**ИСХОДНЫЙ ТЕКСТ**
И отдыхаю в радостном саду..."

Эта характеристика неверна, если только не поверить поэту на слово, если вдуматься в скрытый смысл его строф (может быть, до конца и не сознанный им самим). Многие хоть и звучат на первый слух, как мажорные фанфары, но когда внимательнее их перечтешь, прикровенный смысл их кажется безнадежно печальным.

Таковы, в особенности, наиболее зрелые стихи Гумилева, которых не знал Жирмунский, когда писал свою статью о "преодолевших символизм": стихи сборников "К синей звезде" и "Огненный столп". Тут никак уж не скажешь, что Гумилев "избегает лирики любви", "слишком индивидуальных признаний и слишком тяжелого самоуглубления". В этих стихах он предстает нам не как конквистадор и Дон Жуан, а как поэт, замученный своей любовью-музой. Можно сказать, что в последние годы Гумилев только и писал о неутоленной и неутолимой жажде любви: почти все стихотворения приводят к одному и тому же "духовному тупику" - к страшной тайне сердца, к призраку девственной прелести, которому в этом мире воплотиться не суждено. Пусть темпераментный поэт продолжает "рваться в бой" с жизнью и смертью, - он раз и навсегда неизлечимо болен.

Стихи "К синей звезде" отчасти биографичны. Поэт рассказывает свою несчастливую любовь в Париже 1917 года, когда он, отвоевав на русском фронте, гусарским корнетом был командирован на салоникский фронт и попал в Париж (в распоряжение генерала Занкевича). Тут и приключилась с ним любовь, явившаяся косвенно причиной его смерти (Гумилев не вернулся бы, вероятно, в Россию весной 18-го года, если бы девушка, которой он сделал предложение в Париже, ответила ему согласием)"

Строки с указаниями и подписями

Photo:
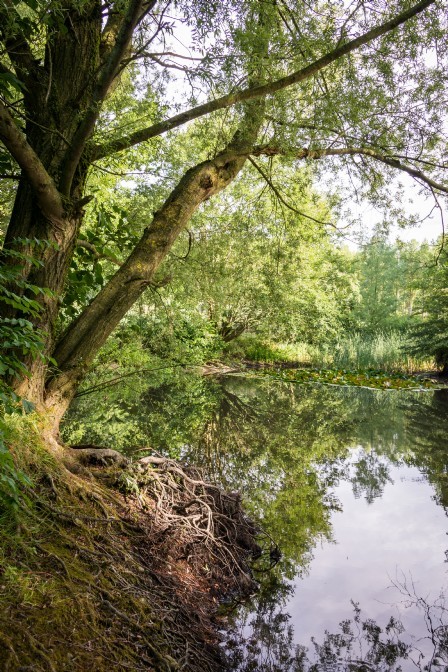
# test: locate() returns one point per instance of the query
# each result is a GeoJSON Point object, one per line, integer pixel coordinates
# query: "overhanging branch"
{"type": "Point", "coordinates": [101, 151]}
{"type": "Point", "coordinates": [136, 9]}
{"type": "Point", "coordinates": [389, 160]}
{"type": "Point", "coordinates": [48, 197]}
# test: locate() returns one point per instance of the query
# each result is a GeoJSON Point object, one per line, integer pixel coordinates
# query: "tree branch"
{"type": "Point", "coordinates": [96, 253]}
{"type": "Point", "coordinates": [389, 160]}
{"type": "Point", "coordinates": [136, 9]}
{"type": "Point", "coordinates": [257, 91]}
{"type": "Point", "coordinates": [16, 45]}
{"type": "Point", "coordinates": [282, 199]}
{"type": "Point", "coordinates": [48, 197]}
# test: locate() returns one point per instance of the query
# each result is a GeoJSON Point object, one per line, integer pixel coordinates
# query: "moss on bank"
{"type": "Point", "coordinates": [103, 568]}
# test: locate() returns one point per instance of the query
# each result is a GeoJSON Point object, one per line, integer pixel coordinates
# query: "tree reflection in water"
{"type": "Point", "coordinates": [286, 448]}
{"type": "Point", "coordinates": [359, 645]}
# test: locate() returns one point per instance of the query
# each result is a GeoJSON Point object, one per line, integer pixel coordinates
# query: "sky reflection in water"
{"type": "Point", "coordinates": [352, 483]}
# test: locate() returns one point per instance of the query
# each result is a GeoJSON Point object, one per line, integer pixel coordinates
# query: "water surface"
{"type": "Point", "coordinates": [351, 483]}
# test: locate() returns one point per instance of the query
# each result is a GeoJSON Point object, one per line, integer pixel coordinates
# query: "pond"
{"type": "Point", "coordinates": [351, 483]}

* * *

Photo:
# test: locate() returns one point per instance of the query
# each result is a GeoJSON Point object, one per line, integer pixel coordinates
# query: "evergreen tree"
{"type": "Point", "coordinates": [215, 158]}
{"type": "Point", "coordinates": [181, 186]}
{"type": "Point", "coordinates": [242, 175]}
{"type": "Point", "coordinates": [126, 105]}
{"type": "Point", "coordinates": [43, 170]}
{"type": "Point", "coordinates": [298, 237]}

**ЗАДАНИЕ 1**
Ответьте по тексту о стихах Гумилева на три вопроса.
(а) Какие два сборника Гумилева, неизвестные Жирмунскому, названы в тексте?
(б) В каком городе и в каком году поэт пережил несчастливую любовь, о которой рассказывают стихи «К синей звезде»?
(в) В чье распоряжение попал Гумилев в Париже?
**ЗАДАНИЕ 2**
Перепишите без изменений фрагмент текста о стихах Гумилева, начиная со слов "Таковы, в особенности, наиболее" и заканчивая словами "навсегда неизлечимо болен.".

**ПОЛНОЕ РЕШЕНИЕ 1**
(а) «К синей звезде» и «Огненный столп».
(б) В Париже, в 1917 году.
(в) В распоряжение генерала Занкевича.

**ПОЛНОЕ РЕШЕНИЕ 2**
Таковы, в особенности, наиболее зрелые стихи Гумилева, которых не знал Жирмунский, когда писал свою статью о "преодолевших символизм": стихи сборников "К синей звезде" и "Огненный столп". Тут никак уж не скажешь, что Гумилев "избегает лирики любви", "слишком индивидуальных признаний и слишком тяжелого самоуглубления". В этих стихах он предстает нам не как конквистадор и Дон Жуан, а как поэт, замученный своей любовью-музой. Можно сказать, что в последние годы Гумилев только и писал о неутоленной и неутолимой жажде любви: почти все стихотворения приводят к одному и тому же "духовному тупику" - к страшной тайне сердца, к призраку девственной прелести, которому в этом мире воплотиться не суждено. Пусть темпераментный поэт продолжает "рваться в бой" с жизнью и смертью, - он раз и навсегда неизлечимо болен.